RECORDED DATA
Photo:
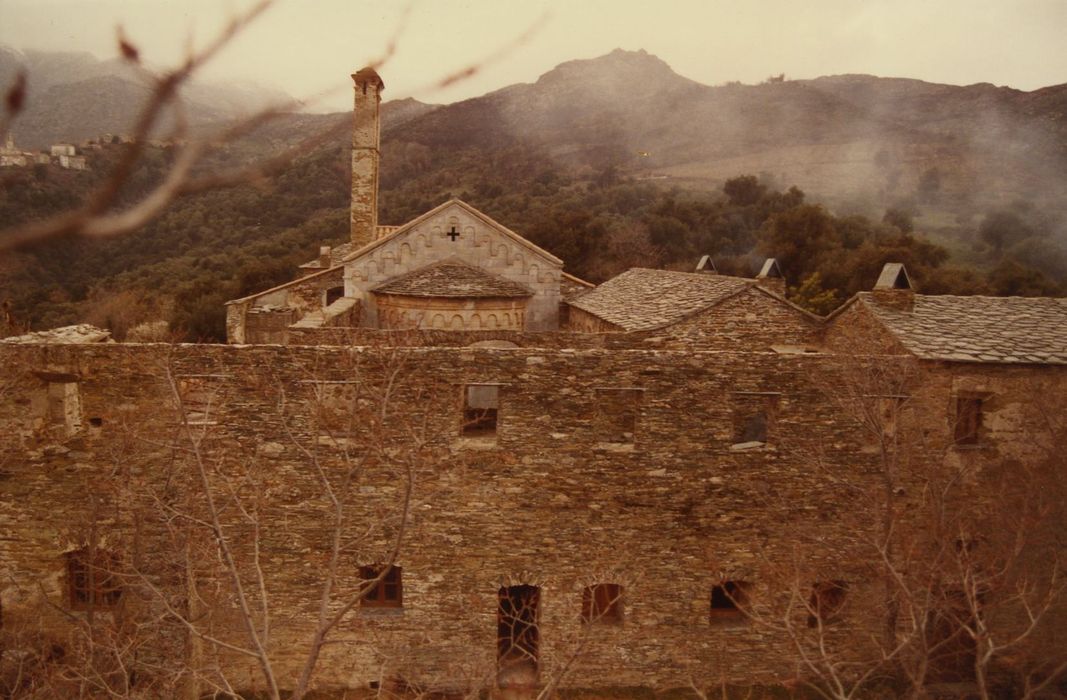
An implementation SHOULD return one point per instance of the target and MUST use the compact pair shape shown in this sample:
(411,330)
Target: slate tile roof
(641,299)
(1013,330)
(451,279)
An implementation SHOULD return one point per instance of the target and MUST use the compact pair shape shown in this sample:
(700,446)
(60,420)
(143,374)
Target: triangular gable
(451,277)
(441,209)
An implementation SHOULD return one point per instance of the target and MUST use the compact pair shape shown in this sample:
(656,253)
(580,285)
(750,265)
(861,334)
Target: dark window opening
(602,603)
(826,602)
(387,591)
(518,635)
(200,400)
(333,293)
(968,419)
(617,414)
(952,648)
(94,582)
(480,404)
(729,600)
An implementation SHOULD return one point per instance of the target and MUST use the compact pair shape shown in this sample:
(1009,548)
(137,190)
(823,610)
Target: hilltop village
(445,465)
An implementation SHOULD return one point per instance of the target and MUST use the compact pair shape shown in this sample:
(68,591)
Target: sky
(309,47)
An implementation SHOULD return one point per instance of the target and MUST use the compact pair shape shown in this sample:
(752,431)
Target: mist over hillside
(609,163)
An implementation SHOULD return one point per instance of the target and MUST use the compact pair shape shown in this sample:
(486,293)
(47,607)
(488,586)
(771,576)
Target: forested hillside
(564,173)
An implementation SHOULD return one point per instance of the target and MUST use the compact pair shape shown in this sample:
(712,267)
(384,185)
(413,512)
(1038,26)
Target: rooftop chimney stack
(366,140)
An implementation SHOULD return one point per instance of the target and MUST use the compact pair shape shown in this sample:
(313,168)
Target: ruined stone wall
(477,243)
(553,499)
(258,319)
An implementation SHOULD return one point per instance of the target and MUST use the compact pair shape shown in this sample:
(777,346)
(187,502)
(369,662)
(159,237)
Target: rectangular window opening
(387,591)
(94,582)
(480,406)
(64,407)
(602,603)
(617,414)
(826,602)
(968,427)
(729,601)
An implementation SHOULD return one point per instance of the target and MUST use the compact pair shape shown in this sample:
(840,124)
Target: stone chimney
(893,288)
(365,156)
(706,266)
(770,277)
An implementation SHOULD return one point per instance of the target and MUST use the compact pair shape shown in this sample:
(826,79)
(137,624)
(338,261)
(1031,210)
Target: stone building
(669,480)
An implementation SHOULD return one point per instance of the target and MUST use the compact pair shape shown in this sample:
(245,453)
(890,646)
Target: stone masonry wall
(478,243)
(551,500)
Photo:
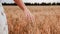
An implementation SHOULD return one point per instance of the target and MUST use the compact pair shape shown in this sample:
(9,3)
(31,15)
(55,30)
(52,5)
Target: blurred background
(48,2)
(47,18)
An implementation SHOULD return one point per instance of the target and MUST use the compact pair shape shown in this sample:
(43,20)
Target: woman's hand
(28,15)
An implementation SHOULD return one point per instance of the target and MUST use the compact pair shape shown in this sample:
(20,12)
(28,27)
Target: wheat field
(47,19)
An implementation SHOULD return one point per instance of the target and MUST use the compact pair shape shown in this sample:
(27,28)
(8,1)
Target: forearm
(20,4)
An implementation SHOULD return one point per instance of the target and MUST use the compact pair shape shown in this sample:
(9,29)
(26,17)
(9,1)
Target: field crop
(47,19)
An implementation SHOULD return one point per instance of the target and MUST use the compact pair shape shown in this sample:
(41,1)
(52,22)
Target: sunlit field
(47,19)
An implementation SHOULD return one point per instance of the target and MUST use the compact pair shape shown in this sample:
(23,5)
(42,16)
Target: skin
(25,9)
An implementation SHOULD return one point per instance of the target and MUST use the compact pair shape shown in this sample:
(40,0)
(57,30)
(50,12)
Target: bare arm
(20,4)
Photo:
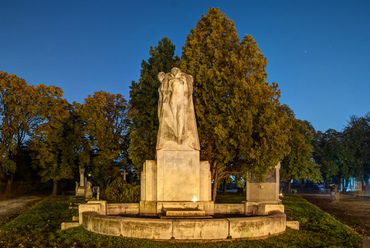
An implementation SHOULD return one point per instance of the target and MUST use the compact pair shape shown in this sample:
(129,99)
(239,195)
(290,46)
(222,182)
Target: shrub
(120,191)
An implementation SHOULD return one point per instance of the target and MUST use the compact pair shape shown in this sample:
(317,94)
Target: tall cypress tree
(241,125)
(144,102)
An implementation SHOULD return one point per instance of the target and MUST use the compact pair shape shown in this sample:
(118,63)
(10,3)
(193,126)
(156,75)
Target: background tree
(18,118)
(106,129)
(53,141)
(240,124)
(356,140)
(298,164)
(144,102)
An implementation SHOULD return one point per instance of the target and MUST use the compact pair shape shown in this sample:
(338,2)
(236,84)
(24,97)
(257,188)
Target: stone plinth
(266,191)
(178,175)
(184,212)
(178,179)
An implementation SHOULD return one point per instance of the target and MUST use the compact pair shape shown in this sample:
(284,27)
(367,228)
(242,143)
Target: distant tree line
(346,154)
(242,126)
(40,131)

EXERCISE GOAL
How many lines in the data contain the word "stone"? Reply with the number alone.

CORRECT ANSWER
5